** Start DATA RECORDS **

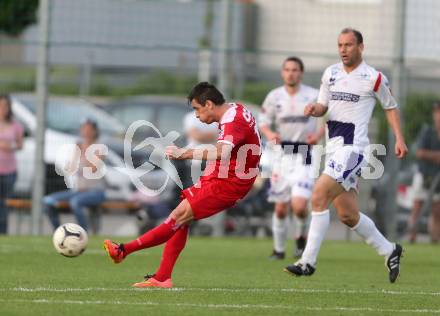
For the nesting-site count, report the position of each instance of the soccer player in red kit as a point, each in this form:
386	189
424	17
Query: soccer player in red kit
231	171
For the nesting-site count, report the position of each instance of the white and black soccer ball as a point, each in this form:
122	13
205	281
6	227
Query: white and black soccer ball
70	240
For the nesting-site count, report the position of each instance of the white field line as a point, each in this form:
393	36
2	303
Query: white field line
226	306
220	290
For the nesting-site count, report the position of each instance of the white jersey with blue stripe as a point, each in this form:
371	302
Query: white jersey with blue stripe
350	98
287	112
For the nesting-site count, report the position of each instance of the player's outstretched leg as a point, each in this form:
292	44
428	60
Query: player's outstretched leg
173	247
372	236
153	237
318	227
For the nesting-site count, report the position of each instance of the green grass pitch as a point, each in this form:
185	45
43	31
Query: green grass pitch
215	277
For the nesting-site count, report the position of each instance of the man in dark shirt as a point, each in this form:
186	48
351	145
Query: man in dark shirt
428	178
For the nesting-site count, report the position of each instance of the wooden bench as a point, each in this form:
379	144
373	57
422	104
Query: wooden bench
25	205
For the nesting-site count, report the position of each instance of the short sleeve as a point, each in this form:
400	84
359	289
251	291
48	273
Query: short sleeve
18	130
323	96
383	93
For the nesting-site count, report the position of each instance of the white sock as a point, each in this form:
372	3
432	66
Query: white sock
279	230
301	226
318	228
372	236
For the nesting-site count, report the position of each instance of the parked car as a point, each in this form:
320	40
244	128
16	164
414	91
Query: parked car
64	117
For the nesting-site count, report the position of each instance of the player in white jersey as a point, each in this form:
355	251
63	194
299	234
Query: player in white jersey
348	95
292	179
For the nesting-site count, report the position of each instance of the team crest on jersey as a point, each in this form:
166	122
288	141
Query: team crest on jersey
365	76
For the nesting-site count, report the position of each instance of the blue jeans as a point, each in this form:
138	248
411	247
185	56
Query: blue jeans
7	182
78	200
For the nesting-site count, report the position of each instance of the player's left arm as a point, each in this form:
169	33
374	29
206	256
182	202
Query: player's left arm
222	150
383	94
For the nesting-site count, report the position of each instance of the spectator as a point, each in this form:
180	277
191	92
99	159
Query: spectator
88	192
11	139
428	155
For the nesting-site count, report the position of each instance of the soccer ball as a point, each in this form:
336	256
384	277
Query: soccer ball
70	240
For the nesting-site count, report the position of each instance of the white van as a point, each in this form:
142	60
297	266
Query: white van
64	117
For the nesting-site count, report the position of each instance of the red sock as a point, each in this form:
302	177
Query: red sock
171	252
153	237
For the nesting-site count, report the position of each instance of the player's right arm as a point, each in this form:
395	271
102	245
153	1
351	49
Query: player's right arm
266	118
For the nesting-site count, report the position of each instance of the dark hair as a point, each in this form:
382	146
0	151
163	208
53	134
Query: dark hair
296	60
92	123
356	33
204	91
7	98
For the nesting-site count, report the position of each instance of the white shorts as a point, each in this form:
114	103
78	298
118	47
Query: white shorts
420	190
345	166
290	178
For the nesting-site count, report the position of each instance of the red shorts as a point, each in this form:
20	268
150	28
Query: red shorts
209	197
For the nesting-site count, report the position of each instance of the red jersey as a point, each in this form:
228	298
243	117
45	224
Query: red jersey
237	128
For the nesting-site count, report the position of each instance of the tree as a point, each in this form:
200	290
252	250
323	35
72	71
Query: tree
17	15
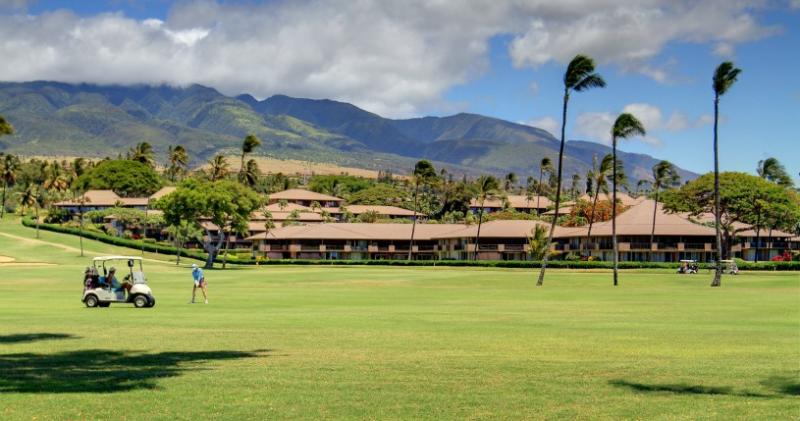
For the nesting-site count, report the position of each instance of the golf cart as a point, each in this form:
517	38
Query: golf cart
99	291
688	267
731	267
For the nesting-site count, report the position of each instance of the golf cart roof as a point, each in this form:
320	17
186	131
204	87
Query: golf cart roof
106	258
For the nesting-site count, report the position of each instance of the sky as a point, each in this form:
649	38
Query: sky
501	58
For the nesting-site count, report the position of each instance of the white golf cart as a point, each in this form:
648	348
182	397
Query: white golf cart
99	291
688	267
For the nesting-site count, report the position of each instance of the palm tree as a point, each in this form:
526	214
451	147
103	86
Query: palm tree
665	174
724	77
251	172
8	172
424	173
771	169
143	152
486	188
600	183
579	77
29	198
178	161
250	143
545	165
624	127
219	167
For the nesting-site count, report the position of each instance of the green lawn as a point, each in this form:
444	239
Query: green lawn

** End DATA RECORDS **

Quote verbatim the final run of lines in the material above, from the line that contains "the red sock" through the very last line, excluding any pictures.

For the nesting-site count, report the position of each instance of the red sock as a point, each in this form:
302	177
Query: red sock
171	252
153	237
For the nesting-site count, report the position of each instance of the player's right arm as a point, each in this form:
395	271
102	245
153	1
351	49
Query: player's right arm
266	118
For the nesting-site count, report the position of each instance of the dark hair as a point, each in this form:
382	146
0	151
163	208
53	134
Query: dark hair
296	60
92	123
356	33
204	91
7	98
For the nesting-site count, report the position of each instance of the white shorts as a point, each in this form:
114	103
78	298
118	47
Query: white shorts
420	190
345	166
290	178
For the nesting-site count, report the position of each instance of the red shorts as a point, each in this form:
20	268
150	28
Query: red shorts
209	197
For the nesting-site count, report the position of each instance of the red jersey as a point, each in this form:
228	298
243	117
45	224
Query: red jersey
237	128
For the nesting-site count, report the position of each instance of the tree as a point, each in this form:
200	290
252	250
323	35
72	71
Query: tree
17	15
For the nesting-site count, report the position of each instance of the golf cart as a point, each in this form:
517	38
Query: golf cart
99	291
688	267
731	267
For the nesting-site count, report the position of each instance of the golf cart roof as a point, each in this form:
320	17
186	131
204	87
Query: golf cart roof
106	258
For the nesting-site count, report the position of each instance of the sky as a point, each in this form:
649	38
Query: sky
501	58
For the nesting-site count, report the position of each instance of the white golf cart as a point, each in this form:
648	348
182	397
Query: white golf cart
99	291
688	267
For the nesting-site count, report the position of each instance of the palm tree as a point, each in this form:
526	214
451	147
103	86
Query: palm tree
665	174
724	77
251	172
8	172
424	173
771	169
143	152
486	188
600	183
579	77
29	198
178	161
250	143
545	165
624	127
219	167
For the nesting-site count, report the position of each instance of the green lawn as a point, each in this form:
444	239
Query: green lawn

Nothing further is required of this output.